WORK INSTRUCTIONS:
The lines you return should be those containing the string "balloon", taken from the data below.
── THE DATA ──
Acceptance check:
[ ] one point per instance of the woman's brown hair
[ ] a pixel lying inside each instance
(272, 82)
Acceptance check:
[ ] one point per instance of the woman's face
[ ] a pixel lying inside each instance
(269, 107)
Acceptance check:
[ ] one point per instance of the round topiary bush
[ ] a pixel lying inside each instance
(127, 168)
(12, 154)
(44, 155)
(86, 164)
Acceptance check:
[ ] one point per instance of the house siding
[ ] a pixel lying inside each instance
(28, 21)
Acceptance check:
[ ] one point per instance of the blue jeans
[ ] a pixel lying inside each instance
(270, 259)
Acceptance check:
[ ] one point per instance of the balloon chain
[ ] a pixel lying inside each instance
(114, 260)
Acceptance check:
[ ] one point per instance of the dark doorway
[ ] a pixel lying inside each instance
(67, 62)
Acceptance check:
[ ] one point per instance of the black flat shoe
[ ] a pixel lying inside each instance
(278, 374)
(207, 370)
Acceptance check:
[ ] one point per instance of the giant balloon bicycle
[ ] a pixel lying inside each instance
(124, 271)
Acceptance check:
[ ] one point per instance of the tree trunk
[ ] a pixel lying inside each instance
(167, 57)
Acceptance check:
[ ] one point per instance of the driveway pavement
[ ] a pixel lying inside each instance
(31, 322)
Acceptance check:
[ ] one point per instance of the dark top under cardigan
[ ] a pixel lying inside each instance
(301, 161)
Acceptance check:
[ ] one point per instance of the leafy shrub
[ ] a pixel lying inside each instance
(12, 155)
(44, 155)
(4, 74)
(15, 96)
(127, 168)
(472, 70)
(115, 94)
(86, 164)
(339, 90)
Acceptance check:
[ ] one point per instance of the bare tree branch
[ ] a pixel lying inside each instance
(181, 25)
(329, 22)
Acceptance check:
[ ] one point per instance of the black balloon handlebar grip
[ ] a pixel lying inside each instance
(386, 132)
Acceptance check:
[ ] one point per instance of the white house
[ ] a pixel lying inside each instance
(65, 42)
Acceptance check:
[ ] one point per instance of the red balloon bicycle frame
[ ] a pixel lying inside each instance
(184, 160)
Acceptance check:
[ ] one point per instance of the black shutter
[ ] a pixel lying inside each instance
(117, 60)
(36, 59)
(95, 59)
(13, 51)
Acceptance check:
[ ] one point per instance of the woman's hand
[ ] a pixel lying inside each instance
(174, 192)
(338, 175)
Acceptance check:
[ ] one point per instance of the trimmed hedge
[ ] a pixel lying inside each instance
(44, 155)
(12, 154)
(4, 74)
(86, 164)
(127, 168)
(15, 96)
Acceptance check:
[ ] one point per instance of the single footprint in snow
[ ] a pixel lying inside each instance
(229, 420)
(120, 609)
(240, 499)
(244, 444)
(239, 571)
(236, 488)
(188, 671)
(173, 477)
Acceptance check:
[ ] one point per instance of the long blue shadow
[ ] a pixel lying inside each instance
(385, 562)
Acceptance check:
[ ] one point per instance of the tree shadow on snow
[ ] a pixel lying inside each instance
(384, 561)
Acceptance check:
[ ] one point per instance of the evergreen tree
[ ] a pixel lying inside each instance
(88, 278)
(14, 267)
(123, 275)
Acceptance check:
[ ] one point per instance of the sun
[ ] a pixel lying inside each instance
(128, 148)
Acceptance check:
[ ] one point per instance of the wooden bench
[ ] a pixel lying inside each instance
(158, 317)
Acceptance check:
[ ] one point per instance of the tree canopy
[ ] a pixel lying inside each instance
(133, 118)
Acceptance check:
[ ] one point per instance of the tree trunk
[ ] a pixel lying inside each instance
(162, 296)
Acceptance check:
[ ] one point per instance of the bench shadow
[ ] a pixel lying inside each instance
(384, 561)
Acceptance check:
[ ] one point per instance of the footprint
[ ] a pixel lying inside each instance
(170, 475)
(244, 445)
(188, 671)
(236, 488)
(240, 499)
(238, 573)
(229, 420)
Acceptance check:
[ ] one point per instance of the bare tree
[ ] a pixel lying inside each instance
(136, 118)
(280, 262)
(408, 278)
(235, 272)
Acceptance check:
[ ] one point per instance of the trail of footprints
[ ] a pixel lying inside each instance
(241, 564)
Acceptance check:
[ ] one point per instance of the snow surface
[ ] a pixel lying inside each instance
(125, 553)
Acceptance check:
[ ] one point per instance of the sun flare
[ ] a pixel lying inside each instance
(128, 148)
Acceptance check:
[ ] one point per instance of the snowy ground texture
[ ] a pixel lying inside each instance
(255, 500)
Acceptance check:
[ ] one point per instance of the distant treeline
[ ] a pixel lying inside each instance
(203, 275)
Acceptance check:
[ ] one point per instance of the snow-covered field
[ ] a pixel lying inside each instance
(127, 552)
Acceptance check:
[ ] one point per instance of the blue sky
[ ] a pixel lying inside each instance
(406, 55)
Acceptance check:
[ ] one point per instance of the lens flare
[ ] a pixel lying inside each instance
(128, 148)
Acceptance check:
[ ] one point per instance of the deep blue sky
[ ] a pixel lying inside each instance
───
── THE DATA ──
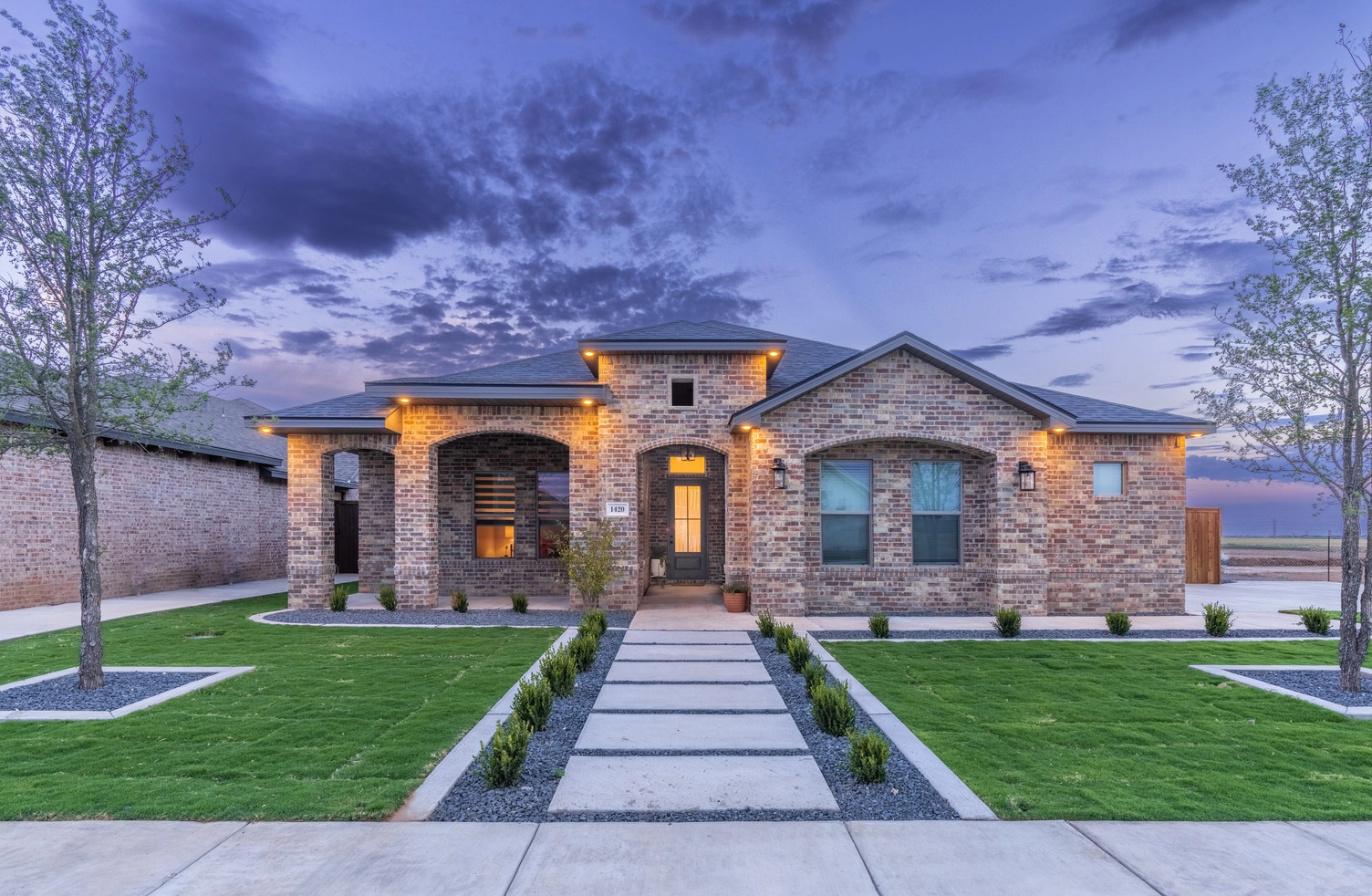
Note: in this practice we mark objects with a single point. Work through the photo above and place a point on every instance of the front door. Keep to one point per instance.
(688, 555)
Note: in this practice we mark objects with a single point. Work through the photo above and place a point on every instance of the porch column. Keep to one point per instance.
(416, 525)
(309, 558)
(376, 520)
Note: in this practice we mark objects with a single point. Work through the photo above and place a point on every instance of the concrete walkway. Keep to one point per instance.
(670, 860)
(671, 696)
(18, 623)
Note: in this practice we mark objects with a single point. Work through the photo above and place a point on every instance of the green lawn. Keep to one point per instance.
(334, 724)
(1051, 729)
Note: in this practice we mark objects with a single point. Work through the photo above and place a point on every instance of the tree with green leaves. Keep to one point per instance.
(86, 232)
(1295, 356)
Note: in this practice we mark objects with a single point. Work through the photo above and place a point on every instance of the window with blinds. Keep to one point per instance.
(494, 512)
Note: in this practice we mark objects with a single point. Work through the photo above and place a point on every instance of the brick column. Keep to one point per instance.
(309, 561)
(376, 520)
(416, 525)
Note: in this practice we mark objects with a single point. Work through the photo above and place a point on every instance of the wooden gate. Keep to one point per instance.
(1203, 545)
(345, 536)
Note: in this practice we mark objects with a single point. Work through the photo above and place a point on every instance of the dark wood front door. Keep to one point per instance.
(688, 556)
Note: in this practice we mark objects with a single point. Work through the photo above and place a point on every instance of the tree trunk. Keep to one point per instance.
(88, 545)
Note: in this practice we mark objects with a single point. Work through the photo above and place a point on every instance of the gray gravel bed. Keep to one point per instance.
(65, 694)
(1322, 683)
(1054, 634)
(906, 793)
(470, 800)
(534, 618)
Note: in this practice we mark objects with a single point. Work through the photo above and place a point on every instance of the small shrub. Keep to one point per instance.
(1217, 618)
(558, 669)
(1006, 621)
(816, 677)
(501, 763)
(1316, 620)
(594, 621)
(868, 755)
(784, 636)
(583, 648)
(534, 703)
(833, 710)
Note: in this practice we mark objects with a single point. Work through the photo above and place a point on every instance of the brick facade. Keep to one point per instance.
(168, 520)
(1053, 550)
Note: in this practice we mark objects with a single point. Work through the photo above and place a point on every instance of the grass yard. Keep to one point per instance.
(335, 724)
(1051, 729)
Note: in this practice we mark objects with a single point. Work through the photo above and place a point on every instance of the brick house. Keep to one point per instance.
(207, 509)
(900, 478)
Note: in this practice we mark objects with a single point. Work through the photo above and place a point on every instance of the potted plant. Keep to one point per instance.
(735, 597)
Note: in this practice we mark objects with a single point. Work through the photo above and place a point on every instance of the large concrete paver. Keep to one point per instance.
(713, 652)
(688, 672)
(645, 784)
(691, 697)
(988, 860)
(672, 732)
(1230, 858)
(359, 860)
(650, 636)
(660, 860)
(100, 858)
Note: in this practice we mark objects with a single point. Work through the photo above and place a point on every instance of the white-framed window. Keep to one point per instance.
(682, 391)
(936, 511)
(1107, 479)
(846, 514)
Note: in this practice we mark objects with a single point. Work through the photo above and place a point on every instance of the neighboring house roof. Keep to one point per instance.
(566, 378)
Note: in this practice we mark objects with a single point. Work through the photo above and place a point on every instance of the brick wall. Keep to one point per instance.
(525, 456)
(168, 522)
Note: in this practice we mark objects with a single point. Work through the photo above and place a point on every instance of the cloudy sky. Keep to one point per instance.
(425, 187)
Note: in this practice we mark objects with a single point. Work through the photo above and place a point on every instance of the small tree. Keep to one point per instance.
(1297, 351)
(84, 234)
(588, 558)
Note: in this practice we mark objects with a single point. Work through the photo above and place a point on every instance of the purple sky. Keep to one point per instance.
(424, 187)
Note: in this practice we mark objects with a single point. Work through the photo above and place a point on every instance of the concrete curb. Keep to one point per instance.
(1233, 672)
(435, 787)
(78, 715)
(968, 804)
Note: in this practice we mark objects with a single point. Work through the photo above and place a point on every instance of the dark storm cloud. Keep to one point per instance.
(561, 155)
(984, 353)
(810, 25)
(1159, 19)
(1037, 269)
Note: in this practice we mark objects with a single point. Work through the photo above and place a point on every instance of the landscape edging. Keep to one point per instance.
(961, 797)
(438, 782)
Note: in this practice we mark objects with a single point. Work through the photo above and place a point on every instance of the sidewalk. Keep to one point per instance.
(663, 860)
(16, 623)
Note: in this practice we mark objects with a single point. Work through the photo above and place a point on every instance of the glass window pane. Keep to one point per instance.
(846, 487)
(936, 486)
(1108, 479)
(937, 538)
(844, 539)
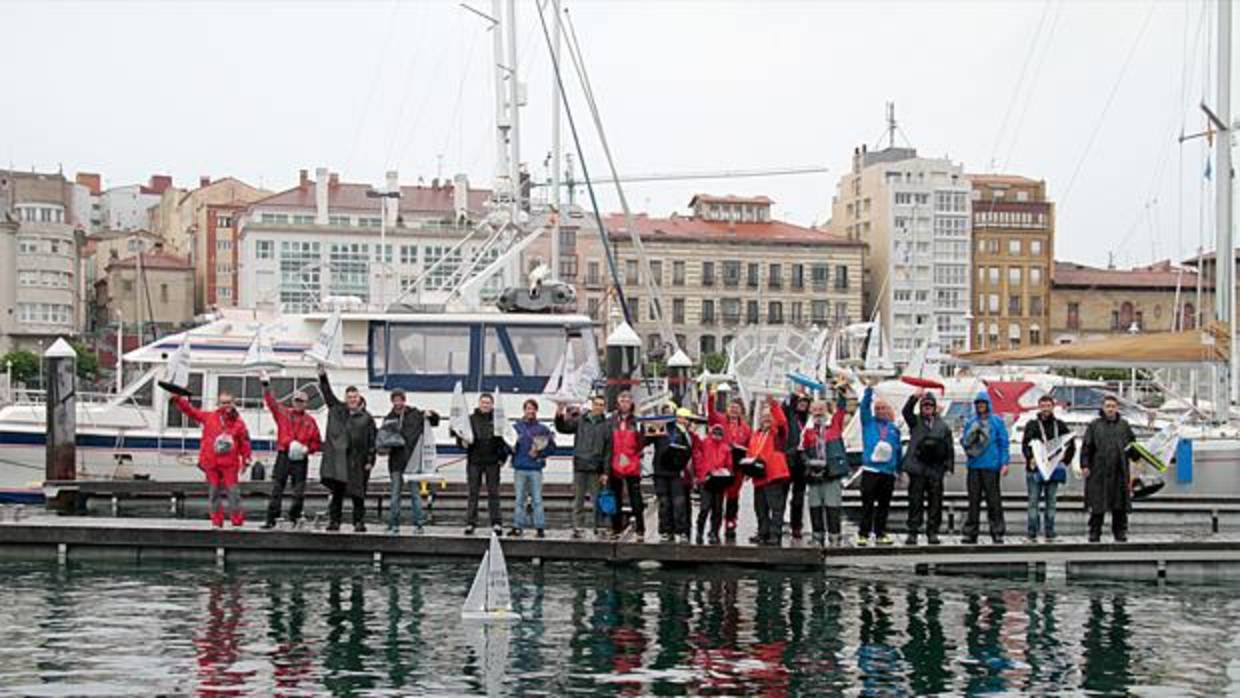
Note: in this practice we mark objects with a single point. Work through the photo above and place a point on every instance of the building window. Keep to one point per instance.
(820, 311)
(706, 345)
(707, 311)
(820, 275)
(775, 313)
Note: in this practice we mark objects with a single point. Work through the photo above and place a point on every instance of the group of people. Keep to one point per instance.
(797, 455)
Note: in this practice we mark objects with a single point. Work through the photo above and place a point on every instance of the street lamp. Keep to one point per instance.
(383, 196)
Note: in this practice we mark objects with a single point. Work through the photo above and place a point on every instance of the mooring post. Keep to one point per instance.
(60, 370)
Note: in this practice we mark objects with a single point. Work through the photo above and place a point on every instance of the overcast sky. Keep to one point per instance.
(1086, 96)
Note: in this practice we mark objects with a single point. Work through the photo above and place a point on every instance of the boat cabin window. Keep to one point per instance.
───
PROBLEM SOLUTION:
[ ] one point per instance of the balloon chain
[ ] one point per instance of the giant balloon bicycle
[ ] one point per instance of the black balloon handlebar grip
[ ] one point per instance of the red balloon bicycle frame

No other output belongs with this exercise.